* DIRECTION *
Put the records, from the start through the line containing "[[[139,4],[139,9],[140,9],[140,11],[142,10],[142,5],[140,4]]]", into a two-column CSV with the columns request and outline. Give one row per request, with its text and its answer each in one quoted field and any line breaks turned into spaces.

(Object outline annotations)

____

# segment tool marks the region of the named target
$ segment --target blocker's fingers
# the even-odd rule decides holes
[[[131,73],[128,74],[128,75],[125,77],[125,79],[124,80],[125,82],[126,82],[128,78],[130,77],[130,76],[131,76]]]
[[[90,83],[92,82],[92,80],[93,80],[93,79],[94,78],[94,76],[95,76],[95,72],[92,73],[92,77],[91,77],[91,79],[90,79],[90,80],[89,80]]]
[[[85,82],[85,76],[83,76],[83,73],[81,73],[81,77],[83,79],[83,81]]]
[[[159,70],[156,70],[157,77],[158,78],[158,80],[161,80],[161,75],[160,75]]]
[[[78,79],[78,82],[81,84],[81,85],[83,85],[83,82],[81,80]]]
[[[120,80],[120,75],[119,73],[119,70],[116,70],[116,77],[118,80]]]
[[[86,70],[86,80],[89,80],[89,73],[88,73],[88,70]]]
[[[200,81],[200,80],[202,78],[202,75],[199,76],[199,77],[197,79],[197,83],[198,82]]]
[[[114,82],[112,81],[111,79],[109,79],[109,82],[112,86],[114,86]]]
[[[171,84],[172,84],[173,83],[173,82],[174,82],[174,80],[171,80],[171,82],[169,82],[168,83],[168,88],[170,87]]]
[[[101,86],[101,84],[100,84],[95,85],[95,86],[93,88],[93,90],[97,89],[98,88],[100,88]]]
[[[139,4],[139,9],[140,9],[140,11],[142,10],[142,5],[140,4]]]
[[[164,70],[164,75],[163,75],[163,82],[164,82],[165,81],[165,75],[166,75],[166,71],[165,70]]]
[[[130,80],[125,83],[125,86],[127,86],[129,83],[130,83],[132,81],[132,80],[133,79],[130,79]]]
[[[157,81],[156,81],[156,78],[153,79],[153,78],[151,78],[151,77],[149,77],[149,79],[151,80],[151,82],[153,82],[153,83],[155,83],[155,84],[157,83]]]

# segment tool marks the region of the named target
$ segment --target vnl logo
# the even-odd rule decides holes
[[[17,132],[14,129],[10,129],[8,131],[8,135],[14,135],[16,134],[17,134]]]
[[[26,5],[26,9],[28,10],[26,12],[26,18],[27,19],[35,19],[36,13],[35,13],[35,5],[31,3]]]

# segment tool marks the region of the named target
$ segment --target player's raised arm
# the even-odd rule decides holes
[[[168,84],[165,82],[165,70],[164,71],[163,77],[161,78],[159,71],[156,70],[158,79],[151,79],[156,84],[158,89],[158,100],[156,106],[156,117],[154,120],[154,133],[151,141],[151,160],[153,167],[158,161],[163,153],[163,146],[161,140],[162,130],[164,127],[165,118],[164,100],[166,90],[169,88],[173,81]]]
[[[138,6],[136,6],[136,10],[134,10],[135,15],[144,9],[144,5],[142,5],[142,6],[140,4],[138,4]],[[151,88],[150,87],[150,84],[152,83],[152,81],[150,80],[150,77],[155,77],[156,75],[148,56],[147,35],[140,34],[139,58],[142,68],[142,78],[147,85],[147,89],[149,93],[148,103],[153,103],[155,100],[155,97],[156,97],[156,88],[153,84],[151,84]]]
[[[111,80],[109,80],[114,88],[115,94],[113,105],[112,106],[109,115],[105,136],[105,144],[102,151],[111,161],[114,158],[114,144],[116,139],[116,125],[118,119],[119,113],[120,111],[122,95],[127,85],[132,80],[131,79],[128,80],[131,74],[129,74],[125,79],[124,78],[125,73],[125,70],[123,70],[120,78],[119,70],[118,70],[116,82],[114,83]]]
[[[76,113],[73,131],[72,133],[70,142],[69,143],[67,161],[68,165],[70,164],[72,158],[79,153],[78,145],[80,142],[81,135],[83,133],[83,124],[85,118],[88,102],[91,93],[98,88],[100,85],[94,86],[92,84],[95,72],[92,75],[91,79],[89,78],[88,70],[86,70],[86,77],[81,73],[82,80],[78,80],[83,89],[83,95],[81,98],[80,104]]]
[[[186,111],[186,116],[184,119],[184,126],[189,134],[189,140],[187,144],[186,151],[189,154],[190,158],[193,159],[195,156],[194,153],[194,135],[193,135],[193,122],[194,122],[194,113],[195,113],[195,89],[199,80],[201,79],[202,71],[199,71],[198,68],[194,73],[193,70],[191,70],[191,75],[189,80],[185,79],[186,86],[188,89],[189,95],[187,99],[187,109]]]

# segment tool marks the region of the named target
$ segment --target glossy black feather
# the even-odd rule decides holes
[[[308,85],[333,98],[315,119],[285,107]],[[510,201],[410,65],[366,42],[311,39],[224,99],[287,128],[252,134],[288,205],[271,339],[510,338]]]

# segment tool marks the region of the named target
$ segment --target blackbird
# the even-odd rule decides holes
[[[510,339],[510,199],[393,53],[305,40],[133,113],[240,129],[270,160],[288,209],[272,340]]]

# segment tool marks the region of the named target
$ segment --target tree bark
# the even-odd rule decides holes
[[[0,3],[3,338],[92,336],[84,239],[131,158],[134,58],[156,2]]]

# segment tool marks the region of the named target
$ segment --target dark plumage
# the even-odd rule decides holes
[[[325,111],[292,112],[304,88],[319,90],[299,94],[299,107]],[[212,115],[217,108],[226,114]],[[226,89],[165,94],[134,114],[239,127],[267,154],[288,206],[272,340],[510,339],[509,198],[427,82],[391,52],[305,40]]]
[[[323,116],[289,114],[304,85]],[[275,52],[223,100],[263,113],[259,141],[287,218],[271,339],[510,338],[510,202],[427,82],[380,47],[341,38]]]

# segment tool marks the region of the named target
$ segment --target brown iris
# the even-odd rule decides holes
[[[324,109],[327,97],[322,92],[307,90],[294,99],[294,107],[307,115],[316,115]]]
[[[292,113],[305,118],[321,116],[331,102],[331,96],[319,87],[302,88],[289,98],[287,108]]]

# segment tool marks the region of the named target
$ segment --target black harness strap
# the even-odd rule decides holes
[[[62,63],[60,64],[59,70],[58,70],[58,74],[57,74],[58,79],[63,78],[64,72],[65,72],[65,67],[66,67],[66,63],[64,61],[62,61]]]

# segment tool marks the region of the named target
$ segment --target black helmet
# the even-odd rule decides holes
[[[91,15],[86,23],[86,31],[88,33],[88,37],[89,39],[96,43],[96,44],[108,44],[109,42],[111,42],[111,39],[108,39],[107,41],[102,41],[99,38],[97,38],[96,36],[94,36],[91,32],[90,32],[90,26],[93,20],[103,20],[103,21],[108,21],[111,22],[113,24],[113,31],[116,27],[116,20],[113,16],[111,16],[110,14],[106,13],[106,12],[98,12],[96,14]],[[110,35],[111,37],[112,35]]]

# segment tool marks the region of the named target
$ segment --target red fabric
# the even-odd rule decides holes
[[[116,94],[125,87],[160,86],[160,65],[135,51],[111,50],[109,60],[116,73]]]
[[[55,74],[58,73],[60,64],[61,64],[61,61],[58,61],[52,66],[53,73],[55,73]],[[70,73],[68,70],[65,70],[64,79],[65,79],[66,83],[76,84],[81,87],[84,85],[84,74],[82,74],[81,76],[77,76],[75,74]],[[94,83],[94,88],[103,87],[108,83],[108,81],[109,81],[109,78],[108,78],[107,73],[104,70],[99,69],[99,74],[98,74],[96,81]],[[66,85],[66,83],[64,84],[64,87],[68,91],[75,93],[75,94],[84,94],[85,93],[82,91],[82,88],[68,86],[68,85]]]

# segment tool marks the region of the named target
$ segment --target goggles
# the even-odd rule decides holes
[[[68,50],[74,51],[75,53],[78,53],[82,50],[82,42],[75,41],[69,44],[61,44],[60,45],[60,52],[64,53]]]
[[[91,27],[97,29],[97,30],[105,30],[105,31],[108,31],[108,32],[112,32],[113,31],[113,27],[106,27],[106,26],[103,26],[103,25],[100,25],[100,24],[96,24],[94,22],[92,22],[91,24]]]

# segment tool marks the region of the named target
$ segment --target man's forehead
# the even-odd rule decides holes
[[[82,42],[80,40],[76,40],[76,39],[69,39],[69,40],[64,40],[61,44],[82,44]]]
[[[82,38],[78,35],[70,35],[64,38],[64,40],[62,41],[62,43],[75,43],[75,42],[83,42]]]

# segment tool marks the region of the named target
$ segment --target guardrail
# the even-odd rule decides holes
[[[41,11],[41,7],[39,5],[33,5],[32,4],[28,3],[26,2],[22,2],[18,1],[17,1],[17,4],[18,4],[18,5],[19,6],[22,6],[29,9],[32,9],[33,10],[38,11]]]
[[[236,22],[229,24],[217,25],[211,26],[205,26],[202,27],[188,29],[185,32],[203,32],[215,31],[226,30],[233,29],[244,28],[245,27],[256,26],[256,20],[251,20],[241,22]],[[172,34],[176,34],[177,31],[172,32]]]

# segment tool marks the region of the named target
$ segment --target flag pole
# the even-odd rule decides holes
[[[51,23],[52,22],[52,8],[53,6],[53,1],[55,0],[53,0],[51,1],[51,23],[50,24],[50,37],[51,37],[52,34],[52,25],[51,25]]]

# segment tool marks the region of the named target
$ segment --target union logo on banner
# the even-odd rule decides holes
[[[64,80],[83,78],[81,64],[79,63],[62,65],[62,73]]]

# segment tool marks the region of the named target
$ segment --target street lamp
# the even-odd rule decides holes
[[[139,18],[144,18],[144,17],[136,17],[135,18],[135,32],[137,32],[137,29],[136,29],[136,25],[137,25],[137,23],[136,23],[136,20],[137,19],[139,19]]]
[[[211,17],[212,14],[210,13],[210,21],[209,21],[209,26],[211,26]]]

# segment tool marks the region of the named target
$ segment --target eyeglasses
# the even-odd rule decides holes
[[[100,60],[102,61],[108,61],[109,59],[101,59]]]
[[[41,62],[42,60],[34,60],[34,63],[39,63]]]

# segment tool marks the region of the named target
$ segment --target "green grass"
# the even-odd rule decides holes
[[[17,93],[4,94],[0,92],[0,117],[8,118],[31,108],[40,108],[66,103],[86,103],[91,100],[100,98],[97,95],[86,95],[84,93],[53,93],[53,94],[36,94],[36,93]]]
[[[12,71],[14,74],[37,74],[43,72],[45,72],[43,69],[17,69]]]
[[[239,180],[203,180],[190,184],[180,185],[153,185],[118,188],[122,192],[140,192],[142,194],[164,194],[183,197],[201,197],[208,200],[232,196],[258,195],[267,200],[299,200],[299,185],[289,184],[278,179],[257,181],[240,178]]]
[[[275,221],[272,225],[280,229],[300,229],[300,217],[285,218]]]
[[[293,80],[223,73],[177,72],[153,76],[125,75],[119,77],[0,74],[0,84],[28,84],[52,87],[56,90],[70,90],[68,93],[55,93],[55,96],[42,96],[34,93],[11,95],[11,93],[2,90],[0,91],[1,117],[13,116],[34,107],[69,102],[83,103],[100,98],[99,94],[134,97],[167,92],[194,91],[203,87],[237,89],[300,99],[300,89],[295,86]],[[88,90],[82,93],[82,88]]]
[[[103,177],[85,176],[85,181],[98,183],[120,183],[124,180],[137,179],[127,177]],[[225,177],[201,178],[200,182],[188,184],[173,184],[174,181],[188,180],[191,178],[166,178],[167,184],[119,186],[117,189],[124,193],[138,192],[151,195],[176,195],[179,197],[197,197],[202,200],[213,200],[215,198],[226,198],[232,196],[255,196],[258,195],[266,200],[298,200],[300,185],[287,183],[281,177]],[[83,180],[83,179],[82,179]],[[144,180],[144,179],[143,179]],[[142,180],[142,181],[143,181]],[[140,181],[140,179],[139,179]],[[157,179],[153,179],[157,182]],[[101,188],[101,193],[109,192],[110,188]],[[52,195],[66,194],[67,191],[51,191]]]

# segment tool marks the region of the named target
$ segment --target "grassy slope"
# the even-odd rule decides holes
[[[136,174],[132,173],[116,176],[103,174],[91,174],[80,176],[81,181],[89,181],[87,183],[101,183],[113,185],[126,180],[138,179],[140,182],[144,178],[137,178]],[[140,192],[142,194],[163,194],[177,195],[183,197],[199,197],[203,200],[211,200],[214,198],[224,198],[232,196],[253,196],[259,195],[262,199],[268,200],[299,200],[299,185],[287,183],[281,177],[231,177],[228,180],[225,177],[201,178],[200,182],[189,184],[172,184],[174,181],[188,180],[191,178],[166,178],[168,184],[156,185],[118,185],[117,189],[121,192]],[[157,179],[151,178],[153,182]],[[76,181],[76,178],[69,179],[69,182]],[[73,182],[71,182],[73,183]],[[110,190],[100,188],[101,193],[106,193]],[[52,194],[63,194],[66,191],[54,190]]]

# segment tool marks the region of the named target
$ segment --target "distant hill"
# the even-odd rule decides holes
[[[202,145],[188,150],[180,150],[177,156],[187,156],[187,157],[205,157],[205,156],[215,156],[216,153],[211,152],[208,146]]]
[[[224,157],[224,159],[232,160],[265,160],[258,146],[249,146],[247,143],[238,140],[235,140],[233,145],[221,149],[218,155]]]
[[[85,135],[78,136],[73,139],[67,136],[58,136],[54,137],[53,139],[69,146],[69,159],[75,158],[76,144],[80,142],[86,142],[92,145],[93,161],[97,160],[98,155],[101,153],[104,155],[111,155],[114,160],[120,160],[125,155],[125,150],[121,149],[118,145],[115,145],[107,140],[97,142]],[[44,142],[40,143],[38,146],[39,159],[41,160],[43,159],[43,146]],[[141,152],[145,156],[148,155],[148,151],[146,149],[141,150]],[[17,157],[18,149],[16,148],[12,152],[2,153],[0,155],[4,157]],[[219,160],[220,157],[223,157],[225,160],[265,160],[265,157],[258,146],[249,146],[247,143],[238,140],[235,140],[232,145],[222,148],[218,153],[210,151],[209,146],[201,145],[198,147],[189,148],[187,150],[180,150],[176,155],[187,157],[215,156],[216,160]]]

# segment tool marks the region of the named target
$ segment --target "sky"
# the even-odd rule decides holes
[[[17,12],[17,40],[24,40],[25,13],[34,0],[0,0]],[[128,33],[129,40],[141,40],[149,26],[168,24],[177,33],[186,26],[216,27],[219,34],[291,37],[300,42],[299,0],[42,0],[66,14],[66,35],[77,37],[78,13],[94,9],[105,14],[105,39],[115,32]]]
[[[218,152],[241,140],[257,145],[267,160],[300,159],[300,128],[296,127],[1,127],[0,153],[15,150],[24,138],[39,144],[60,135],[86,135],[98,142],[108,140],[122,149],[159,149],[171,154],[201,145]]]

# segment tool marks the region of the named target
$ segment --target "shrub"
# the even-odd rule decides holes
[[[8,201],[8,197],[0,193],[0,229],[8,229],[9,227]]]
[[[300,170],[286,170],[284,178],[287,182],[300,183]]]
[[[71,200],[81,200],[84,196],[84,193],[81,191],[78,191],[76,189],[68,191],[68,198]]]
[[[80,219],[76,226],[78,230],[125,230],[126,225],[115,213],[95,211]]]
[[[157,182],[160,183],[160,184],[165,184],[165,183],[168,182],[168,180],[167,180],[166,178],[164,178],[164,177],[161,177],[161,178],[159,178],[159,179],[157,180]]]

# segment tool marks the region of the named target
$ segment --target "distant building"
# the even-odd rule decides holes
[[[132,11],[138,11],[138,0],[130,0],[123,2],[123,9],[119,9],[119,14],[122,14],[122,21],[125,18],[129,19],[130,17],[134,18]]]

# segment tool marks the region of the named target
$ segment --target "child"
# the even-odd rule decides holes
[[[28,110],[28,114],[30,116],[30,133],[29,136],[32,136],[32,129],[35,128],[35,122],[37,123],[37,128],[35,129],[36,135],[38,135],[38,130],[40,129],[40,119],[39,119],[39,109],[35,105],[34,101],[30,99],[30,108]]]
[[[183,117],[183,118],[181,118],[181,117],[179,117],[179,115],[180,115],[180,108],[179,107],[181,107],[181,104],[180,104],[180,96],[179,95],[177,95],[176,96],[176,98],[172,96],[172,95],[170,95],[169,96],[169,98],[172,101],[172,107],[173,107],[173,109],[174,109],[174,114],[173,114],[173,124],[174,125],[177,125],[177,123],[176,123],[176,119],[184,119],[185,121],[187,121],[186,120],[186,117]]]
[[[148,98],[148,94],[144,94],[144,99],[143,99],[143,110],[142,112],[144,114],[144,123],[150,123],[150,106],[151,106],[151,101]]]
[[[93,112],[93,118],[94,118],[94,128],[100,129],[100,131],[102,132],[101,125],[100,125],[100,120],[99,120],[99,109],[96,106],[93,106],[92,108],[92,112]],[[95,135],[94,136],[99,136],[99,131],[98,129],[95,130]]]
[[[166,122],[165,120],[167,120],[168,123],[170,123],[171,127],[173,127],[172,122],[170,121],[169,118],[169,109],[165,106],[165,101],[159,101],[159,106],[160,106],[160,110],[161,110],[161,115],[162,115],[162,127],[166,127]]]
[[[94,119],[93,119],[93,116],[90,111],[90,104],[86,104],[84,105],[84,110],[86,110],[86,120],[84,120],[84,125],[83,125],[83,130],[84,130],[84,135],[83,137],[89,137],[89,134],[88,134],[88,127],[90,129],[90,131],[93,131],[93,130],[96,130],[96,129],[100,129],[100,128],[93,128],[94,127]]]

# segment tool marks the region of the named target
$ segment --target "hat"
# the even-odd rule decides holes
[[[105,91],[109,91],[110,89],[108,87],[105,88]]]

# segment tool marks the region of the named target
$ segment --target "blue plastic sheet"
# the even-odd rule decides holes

____

* FINAL RESULT *
request,outline
"# segment tool marks the region of the named target $ segment --target blocker's fingers # the even-odd rule decides holes","[[[131,73],[128,74],[128,75],[125,77],[125,79],[124,80],[125,82],[126,82],[128,78],[130,77],[130,76],[131,76]]] [[[90,83],[92,82],[92,80],[93,80],[93,79],[94,78],[94,76],[95,76],[95,72],[92,73],[92,77],[91,77],[91,79],[90,79],[90,80],[89,80]]] [[[85,82],[85,76],[83,76],[83,73],[81,73],[81,77],[83,79],[83,81]]] [[[159,70],[156,70],[157,77],[158,78],[158,80],[161,80],[161,75],[160,75]]] [[[78,79],[78,82],[81,84],[81,85],[83,85],[83,82],[81,80]]] [[[120,80],[120,75],[119,73],[119,70],[116,70],[116,77],[118,80]]] [[[86,70],[86,80],[89,80],[89,73],[88,73],[88,70]]] [[[200,81],[200,80],[202,78],[202,75],[199,76],[199,77],[197,79],[197,83],[198,82]]] [[[114,82],[112,81],[111,79],[109,79],[109,82],[112,86],[114,86]]] [[[171,84],[172,84],[173,83],[173,82],[174,82],[174,80],[171,80],[171,82],[169,82],[168,83],[168,88],[170,87]]] [[[101,86],[101,84],[100,84],[95,85],[95,86],[93,88],[93,90],[97,89],[98,88],[100,88]]] [[[139,4],[139,9],[140,9],[140,11],[142,10],[142,5],[140,4]]]"